## Exercise brief
Every entry here needs to be repeated exactly.

[Source records]

-=-=-=-=-

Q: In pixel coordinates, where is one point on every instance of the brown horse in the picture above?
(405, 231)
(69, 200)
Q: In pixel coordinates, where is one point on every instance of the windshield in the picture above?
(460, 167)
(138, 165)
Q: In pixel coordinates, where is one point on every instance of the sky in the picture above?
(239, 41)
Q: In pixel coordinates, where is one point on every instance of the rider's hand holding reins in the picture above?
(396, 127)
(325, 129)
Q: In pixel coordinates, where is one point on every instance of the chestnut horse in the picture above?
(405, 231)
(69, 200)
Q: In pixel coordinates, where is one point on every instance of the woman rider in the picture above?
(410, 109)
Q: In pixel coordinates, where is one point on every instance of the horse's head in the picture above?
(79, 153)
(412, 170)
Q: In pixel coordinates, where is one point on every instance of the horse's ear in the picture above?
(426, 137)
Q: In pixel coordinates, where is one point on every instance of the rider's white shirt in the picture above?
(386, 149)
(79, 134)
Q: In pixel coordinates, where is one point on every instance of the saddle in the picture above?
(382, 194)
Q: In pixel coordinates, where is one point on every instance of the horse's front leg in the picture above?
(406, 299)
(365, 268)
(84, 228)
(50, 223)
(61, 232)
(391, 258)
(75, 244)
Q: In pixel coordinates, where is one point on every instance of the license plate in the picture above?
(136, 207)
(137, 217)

-=-=-=-=-

## Worked solution
Q: In pixel coordinates, where is one point on every instance of the brown horse in the picture above?
(405, 231)
(69, 200)
Q: In pixel coordinates, where is one point on every instance of the windshield in the picture above?
(460, 167)
(138, 165)
Q: In pixel coordinates, where is one point on every instance of the sky in the picture above?
(239, 41)
Q: In pixel coordinates, where is one point on every instance of the rider's hand holding reins in the picture above?
(396, 127)
(325, 129)
Q: In pixel coordinates, where is one point on every instance of the chestnut horse in the picture above?
(405, 231)
(69, 200)
Q: In pixel coordinates, where is one point on every instance of the woman rider in the picture above?
(410, 109)
Q: In pixel coordinates, where is one point on every instance of the horse's head in the picture above?
(79, 153)
(412, 170)
Q: In pixel coordinates, where is one point on every instance of the horse's ear in the picture above?
(426, 137)
Q: In pixel coordinates, where is one point on every instance of the rider's white shirt in the picture above?
(386, 149)
(79, 134)
Q: In pixel coordinates, where is one point on every instance of the saddle in the picture above?
(382, 194)
Q: In pixel coordinates, where is one point on every instance of the horse's front leg in the picture above?
(406, 299)
(365, 268)
(84, 228)
(50, 223)
(61, 232)
(391, 258)
(75, 244)
Q: In pixel coordinates, where is one point on every instance of the license plate in the picture above?
(136, 207)
(137, 217)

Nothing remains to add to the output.